• [Aim of the task]:
Set down each entry exactly; omit images.

• [Data for processing]:
────────────────────────────────────────

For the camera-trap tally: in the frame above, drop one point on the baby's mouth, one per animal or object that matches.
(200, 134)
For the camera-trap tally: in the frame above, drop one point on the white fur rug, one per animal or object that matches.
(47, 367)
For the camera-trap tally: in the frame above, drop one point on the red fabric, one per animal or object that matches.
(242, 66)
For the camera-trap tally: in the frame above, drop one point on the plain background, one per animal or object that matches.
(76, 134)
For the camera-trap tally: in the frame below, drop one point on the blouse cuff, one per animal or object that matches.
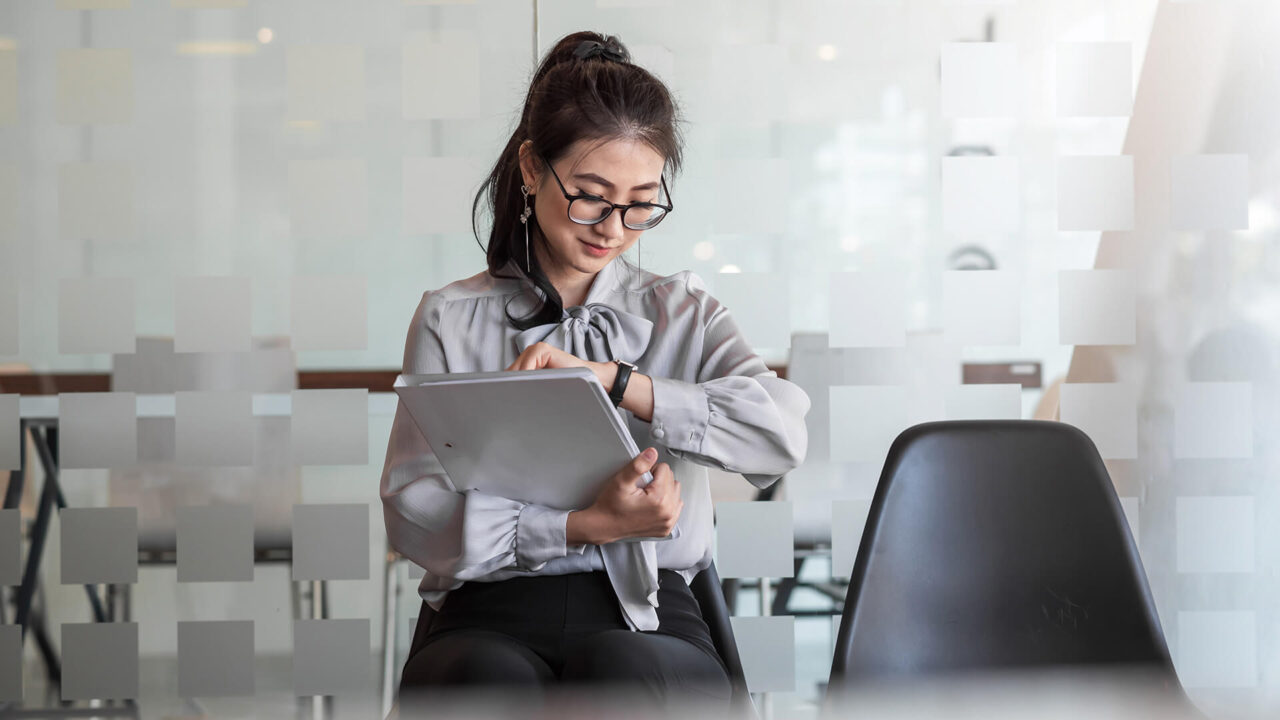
(539, 536)
(681, 411)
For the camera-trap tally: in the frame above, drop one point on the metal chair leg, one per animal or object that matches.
(391, 609)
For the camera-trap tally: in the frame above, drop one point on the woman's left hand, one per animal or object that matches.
(544, 355)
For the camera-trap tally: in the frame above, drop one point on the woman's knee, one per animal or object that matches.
(663, 664)
(475, 659)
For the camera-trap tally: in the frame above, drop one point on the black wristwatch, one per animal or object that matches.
(620, 383)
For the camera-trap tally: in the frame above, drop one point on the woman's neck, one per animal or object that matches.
(571, 285)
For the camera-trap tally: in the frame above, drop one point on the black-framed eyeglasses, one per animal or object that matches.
(588, 209)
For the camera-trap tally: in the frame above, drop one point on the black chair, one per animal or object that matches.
(709, 595)
(996, 545)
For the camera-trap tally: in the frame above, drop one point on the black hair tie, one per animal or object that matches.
(593, 48)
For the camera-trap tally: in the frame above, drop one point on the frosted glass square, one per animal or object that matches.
(438, 194)
(329, 313)
(215, 657)
(330, 542)
(214, 428)
(209, 3)
(1214, 420)
(768, 650)
(654, 58)
(1095, 194)
(8, 86)
(1129, 505)
(440, 80)
(981, 195)
(1107, 413)
(95, 201)
(1217, 648)
(330, 656)
(213, 314)
(100, 660)
(329, 197)
(10, 661)
(1216, 534)
(10, 433)
(984, 402)
(982, 308)
(330, 427)
(979, 80)
(10, 320)
(868, 309)
(97, 429)
(865, 419)
(325, 82)
(752, 187)
(1096, 308)
(100, 545)
(92, 4)
(754, 540)
(1095, 80)
(95, 86)
(1210, 192)
(95, 315)
(767, 68)
(758, 302)
(848, 522)
(10, 547)
(215, 543)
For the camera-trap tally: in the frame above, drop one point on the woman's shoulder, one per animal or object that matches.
(480, 285)
(677, 285)
(677, 288)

────────────────────────────────────────

• [Your response]:
For the camera-trap tally: in the frame above, drop one point on the baby's mouth, one per animal or object that matches.
(200, 134)
For the camera-trap tally: in the frame above, drop one point on the white fur rug, one per animal or object that matches.
(47, 367)
For the camera-trap tally: in the frame above, drop one point on the red fabric, one per animal or object that matches.
(242, 66)
For the camera-trap tally: in the frame above, drop one point on the plain background, one per animal or object that matches.
(76, 134)
For the camera-trap tally: in the frame below, drop one point on the blouse cuff, one per animal or object that matches.
(539, 536)
(681, 411)
For the camera-trap tally: in the frame above, drop one point on the metal chair leg, one per animal or object that matches.
(391, 609)
For the camera-trap tally: in the frame above, drop one point on the woman's left hand, one per animal or object that matches.
(544, 355)
For the camera-trap tally: in the frame above, drop one point on the woman's knee, one per animal or object that matches.
(663, 664)
(475, 659)
For the camera-trap tally: in the frame above, drop one point on the black wristwatch, one per animal or object that matches.
(620, 383)
For the camera-trap tally: in the frame above, drop one point on the woman's neck, one per animal or object that matches.
(571, 285)
For the camera-trap tally: in the frame above, drop one point on the black-framed eyeglasses, one per animal or object that matches.
(588, 209)
For the camera-trap tally: in the frame above, drop one point on the black chair, one per animal or object that matches.
(709, 595)
(996, 545)
For the camera-trap tally: in the frame above, drop one point on the black hair tie, one per animal or object that matches.
(593, 48)
For the camera-trap tally: in the frame above, drop one point on the frosted glass square, one per animal or object that matches.
(438, 194)
(329, 313)
(215, 657)
(330, 542)
(214, 428)
(209, 3)
(1214, 420)
(768, 650)
(654, 58)
(1095, 194)
(8, 86)
(1129, 505)
(440, 80)
(981, 195)
(1107, 413)
(95, 201)
(1217, 648)
(330, 656)
(213, 314)
(100, 660)
(329, 197)
(10, 661)
(1216, 534)
(10, 433)
(984, 402)
(982, 308)
(330, 427)
(979, 80)
(10, 320)
(868, 309)
(97, 429)
(865, 419)
(325, 82)
(752, 187)
(1096, 308)
(100, 545)
(92, 4)
(754, 540)
(1095, 80)
(95, 86)
(1210, 192)
(95, 315)
(767, 68)
(758, 302)
(848, 522)
(10, 547)
(215, 543)
For the camera-trap tally: in the frame above, drop one point on the woman's shoulder, one per animal or object that matches.
(480, 285)
(677, 285)
(677, 288)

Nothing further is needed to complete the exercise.